> **Supplied text**
>>>>>
Responses to the pandemic have often been framed in terms of striking a balance between protecting people’s health and protecting the economy. There is an assumption that countries face a trade-off between these two objectives. But is this assumption true? A preliminary way of answering this question is to look at how the health and economic impacts of the pandemic compare in different countries so far. Have countries with lower death rates seen larger downturns? Comparing the COVID-19 death rate with the latest GDP data, we in fact see the opposite: countries that have managed to protect their population’s health in the pandemic have generally also protected their economy too.
This chart shows the scale of the recent economic decline across 38 countries for which the latest GDP data is available.1 It plots the percentage fall in GDP seen in the second quarter (April – June) of 2020 as compared to the same period last year, adjusted for inflation.
We see that in some countries the economic downturn has indeed been extremely severe: in Spain, the UK and Tunisia, the output of the economy in the second quarter was more than 20% smaller than in the same period last year. This is 4 to 5 times larger than any other quarterly fall on record for these countries.2 And in Peru the year on year fall was even larger, at 30%. In other countries, however, the economic impact has been much more modest. In Taiwan, the GDP in the second quarter of 2020 was less than 1% lower than in the same period in 2019. Finland, Lithuania, and South Korea all saw falls in their GDP of around 5% or less.
<<<<<
> **Source material**
>>>>>
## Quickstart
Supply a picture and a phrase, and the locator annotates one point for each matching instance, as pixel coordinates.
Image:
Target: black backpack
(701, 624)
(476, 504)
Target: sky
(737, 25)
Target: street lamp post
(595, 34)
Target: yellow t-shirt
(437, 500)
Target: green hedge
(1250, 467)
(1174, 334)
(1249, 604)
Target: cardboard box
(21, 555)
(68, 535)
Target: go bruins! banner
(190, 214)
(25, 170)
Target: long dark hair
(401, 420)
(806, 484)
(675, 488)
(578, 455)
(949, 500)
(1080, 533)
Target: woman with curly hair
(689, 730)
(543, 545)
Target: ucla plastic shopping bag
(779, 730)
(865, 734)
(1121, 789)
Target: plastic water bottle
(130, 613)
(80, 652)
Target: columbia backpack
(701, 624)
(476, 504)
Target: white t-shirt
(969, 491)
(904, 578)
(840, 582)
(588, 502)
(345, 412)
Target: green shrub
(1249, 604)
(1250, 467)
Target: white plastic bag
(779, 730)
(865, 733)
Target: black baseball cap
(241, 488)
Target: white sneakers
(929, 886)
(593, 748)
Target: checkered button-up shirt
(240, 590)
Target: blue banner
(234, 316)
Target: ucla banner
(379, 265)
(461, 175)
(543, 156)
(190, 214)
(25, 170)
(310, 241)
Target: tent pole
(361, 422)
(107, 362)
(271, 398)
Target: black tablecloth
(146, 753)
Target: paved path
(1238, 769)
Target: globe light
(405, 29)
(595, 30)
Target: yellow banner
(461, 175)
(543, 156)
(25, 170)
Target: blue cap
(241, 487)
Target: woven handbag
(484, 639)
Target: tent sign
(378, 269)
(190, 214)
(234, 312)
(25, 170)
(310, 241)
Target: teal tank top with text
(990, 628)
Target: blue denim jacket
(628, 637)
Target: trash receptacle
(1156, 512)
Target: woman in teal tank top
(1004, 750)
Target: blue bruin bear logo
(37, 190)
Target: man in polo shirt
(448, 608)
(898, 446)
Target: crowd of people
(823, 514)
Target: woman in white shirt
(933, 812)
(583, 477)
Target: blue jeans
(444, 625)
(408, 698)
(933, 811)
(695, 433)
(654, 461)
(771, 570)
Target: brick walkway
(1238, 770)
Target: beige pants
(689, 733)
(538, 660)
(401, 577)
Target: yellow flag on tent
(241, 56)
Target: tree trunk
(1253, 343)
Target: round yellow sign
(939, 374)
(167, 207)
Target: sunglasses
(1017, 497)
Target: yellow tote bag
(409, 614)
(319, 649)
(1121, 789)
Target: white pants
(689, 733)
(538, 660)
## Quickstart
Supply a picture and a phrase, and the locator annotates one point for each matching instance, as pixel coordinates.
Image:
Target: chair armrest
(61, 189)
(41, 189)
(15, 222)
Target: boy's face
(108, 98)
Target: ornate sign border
<<<<<
> **To do**
Answer from the text on the pandemic's health and economic impacts:
1. For how many countries does the chart show GDP data?
2. Which quarter of 2020 does the chart compare with the same period of the previous year?
3. By how much was Peru's GDP lower year on year?

> **Response for this exercise**
1. 38 countries
2. The second quarter (April – June)
3. 30%